::: EXCERPTED PASSAGE :::

# VPP: The <u>Vulnerability-Proportional Protection Paradigm</u> Towards Reliable Autonomous Machines

Zishen Wan<sup>1\*</sup>, Yiming Gan<sup>2\*</sup>, Bo Yu<sup>3</sup>, Arijit Raychowdhury<sup>1</sup>, Yuhao Zhu<sup>2</sup>
<sup>1</sup>Georgia Institute of Technology, Atlanta, GA <sup>2</sup>University of Rochester, Rochester, NY <sup>3</sup>PerceptIn, Fremont, CA

## 1 INTRODUCTION

The next ubiquitous computing platform, after personal computers and smartphones, is likely one of the autonomous natures, such as drones, robots, and self-driving cars, which have moved from mere lab concepts to permeating almost every aspect of our society [16, 20, 25]. Behind the proliferation of autonomous machines is the critical need to ensure reliability [7, 22–24]. Almost every vendor, be it in the software, hardware, or systems segment, has to conform to functional safety standards when shipping products for automotives

Today's resiliency solutions to autonomous machines, however, all make fundamental trade-offs between resiliency and cost, which manifests as high overhead in performance, energy, and chip area. For instance, hardware modular redundancy provides high safety but more than doubles the area and energy cost [1]. The reason is that today's solutions are of the "one-size-fits-all" nature: they use the same protection scheme throughout the entire computing stack of autonomous machines. As a result, they have to accommodate the least robust component, leading to a high protection overhead.

The insight of this paper is that for a resiliency solution to provide high protection coverage while introducing little cost, we must exploit the *inherent* robustness variations in the domain-specific autonomous machine computing. In particular, we show that the different autonomous machine kernels differ significantly in their inherent robustness and performance. Building on top of that, we propose a *Vulnerable-Proportional Protection (VPP)* design paradigm, in which the protection budget, be it spatially (e.g., modular redundancy) or temporally (e.g., re-execution), should be inversely proportional to the inherent robustness of a task in the autonomous machine system. In stark contrast to the existing "one-size-fits-all" strategy, VPP wisely allocates the protection budget, thus achieving the same protection coverage with little overhead, which provides a blueprint design paradigm towards reliable autonomous machines.

::: STORED DATA :::

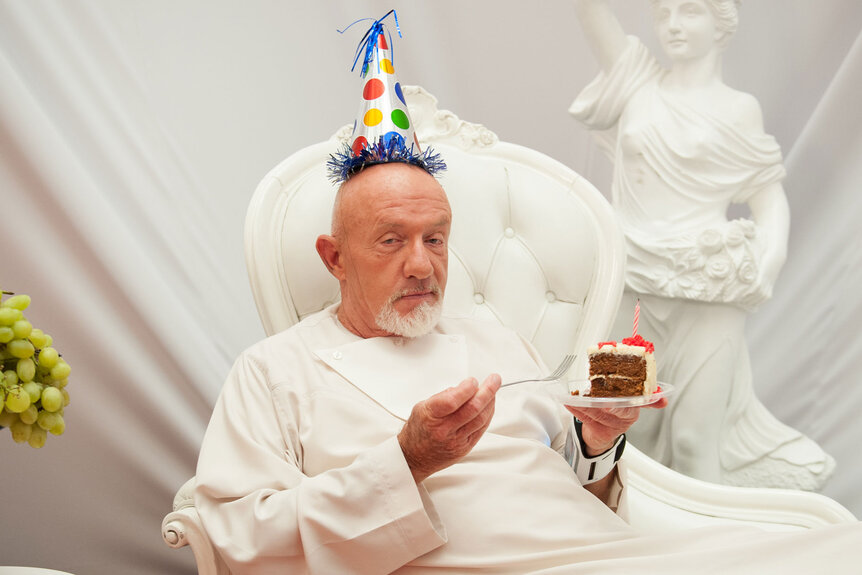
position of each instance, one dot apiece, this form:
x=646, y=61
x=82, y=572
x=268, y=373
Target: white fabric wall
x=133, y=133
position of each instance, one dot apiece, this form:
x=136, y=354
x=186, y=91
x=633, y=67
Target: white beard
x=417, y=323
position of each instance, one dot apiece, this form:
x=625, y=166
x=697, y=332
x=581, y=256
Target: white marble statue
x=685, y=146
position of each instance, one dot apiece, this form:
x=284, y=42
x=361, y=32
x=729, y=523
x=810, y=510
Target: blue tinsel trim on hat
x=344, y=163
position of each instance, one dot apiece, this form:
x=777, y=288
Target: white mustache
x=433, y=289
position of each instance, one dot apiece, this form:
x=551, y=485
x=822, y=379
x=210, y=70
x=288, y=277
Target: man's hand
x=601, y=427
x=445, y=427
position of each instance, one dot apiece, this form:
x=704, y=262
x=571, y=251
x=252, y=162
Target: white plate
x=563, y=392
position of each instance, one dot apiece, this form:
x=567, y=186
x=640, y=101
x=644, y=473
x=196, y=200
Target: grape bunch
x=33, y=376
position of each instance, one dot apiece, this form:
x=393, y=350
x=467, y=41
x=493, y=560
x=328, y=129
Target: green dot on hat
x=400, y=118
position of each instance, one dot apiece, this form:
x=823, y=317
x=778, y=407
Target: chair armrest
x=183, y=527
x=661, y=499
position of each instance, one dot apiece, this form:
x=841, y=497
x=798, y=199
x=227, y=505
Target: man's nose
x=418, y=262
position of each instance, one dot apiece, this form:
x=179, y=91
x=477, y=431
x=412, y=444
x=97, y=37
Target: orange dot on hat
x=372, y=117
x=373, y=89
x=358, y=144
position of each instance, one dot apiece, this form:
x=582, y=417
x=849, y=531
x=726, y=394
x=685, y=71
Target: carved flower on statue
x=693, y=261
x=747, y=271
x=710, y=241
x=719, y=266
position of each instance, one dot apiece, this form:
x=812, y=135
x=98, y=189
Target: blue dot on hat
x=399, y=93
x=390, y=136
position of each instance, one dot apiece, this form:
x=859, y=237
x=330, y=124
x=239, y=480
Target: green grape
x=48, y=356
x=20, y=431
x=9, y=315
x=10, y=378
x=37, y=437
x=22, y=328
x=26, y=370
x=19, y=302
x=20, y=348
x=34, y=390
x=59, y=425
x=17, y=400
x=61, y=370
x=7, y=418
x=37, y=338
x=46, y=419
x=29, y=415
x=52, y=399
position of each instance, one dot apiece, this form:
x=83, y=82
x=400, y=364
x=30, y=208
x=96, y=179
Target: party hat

:::
::: STORED DATA :::

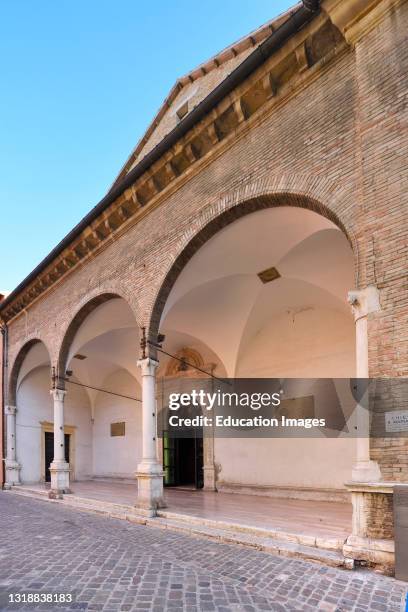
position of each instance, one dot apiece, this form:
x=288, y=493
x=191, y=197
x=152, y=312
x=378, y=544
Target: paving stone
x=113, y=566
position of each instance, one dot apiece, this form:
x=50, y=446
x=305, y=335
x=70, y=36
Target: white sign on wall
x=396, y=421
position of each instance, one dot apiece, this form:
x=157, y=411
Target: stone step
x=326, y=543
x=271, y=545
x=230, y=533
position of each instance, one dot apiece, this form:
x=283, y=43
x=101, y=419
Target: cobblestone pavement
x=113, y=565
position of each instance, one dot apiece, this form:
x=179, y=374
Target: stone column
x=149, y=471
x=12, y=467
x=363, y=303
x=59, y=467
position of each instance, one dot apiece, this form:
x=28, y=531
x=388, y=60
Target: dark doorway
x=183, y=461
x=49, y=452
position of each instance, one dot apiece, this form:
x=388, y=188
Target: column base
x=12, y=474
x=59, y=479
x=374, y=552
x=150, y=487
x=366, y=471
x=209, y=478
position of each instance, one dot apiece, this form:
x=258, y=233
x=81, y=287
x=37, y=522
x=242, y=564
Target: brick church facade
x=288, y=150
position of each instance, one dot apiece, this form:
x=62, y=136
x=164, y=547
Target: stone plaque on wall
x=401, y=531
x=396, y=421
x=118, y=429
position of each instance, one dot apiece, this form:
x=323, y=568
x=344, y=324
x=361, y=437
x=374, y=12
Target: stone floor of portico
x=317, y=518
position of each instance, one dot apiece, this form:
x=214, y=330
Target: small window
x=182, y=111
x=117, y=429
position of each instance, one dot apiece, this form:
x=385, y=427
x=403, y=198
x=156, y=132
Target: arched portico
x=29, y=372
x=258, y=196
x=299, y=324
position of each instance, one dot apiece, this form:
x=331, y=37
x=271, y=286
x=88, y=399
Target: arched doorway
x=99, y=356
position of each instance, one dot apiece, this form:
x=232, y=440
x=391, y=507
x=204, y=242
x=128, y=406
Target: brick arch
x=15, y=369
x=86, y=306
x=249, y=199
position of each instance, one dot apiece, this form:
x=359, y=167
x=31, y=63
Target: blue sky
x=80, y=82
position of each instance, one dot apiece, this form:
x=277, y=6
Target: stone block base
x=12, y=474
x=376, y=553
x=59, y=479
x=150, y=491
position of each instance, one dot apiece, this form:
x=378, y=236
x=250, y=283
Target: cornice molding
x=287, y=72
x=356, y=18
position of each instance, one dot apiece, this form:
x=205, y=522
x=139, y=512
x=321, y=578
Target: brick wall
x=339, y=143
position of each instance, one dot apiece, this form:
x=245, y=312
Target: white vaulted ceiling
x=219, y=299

:::
::: STORED DATA :::

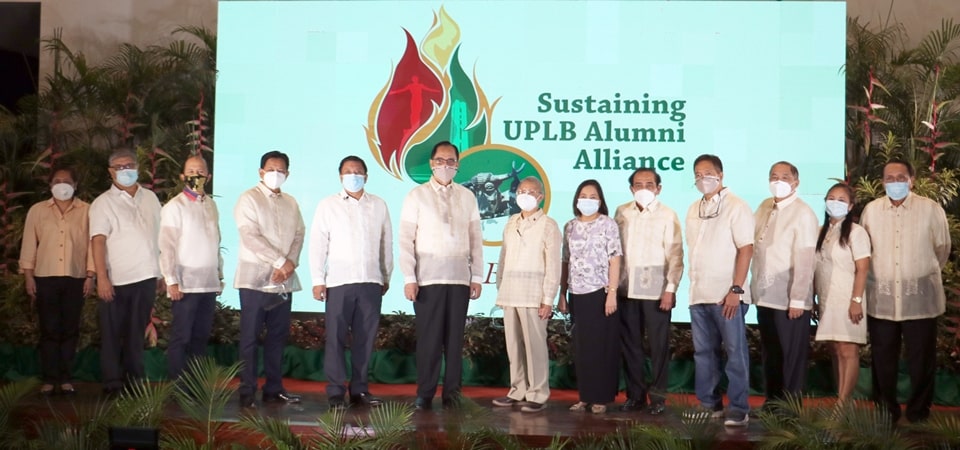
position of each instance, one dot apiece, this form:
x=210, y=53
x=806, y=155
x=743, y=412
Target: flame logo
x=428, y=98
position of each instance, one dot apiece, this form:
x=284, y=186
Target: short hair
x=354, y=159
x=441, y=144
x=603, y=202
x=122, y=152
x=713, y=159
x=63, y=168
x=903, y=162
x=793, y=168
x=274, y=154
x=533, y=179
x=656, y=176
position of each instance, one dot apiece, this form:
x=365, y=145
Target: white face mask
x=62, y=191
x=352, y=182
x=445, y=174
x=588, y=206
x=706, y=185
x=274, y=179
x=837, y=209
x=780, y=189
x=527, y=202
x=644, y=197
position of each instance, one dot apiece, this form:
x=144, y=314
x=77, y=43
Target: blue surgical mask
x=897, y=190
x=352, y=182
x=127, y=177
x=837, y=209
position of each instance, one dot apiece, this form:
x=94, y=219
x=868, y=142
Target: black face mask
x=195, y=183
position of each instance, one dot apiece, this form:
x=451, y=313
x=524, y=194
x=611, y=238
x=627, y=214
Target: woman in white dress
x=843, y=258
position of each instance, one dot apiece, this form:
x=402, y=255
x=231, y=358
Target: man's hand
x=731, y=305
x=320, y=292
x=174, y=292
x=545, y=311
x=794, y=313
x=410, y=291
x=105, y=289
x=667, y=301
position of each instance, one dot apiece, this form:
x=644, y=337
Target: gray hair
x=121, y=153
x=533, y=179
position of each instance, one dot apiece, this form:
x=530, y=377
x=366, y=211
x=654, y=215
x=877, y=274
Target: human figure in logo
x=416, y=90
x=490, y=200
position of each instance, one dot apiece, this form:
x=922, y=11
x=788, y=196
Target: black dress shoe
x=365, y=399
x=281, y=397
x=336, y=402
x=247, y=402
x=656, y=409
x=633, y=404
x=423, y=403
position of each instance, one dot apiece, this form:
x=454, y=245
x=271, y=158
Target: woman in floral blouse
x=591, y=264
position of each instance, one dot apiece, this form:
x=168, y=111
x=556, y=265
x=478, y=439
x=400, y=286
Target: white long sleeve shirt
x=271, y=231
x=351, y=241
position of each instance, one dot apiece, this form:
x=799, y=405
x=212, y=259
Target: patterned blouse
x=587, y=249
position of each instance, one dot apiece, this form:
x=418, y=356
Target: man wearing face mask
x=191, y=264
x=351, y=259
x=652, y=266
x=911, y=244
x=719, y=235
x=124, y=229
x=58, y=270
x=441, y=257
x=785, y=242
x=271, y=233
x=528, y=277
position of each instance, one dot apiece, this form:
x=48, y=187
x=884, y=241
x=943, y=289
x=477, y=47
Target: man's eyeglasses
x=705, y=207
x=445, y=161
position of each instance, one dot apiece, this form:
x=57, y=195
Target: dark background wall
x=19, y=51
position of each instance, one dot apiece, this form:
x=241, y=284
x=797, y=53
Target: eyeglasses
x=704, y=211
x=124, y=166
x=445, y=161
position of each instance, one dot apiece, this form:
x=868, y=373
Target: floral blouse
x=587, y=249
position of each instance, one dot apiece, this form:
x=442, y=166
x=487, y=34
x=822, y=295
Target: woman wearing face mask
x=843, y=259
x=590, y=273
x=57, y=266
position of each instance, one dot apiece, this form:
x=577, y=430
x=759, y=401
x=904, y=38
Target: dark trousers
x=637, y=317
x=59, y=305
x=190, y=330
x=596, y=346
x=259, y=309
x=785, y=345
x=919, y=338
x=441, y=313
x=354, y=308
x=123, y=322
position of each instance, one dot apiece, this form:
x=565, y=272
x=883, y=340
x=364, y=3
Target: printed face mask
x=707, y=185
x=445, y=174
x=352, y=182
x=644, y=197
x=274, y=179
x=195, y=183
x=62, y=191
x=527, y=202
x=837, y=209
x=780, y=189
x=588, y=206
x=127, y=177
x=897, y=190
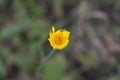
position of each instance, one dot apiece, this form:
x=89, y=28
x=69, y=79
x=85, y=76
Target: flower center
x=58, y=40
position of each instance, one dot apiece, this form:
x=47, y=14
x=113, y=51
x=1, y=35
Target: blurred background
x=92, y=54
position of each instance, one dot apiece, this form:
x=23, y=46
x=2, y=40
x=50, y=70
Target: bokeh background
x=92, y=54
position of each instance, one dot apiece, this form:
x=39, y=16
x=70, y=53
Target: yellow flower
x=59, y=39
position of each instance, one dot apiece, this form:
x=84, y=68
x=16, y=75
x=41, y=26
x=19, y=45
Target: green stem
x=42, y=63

:::

» WORK ITEM: From the introduction on the VPP paradigm, reproduce word for word the passage starting at "Today's resiliency solutions" and ending at "high protection overhead.".

» OUTPUT OF THE TASK:
Today's resiliency solutions to autonomous machines, however, all make fundamental trade-offs between resiliency and cost, which manifests as high overhead in performance, energy, and chip area. For instance, hardware modular redundancy provides high safety but more than doubles the area and energy cost [1]. The reason is that today's solutions are of the "one-size-fits-all" nature: they use the same protection scheme throughout the entire computing stack of autonomous machines. As a result, they have to accommodate the least robust component, leading to a high protection overhead.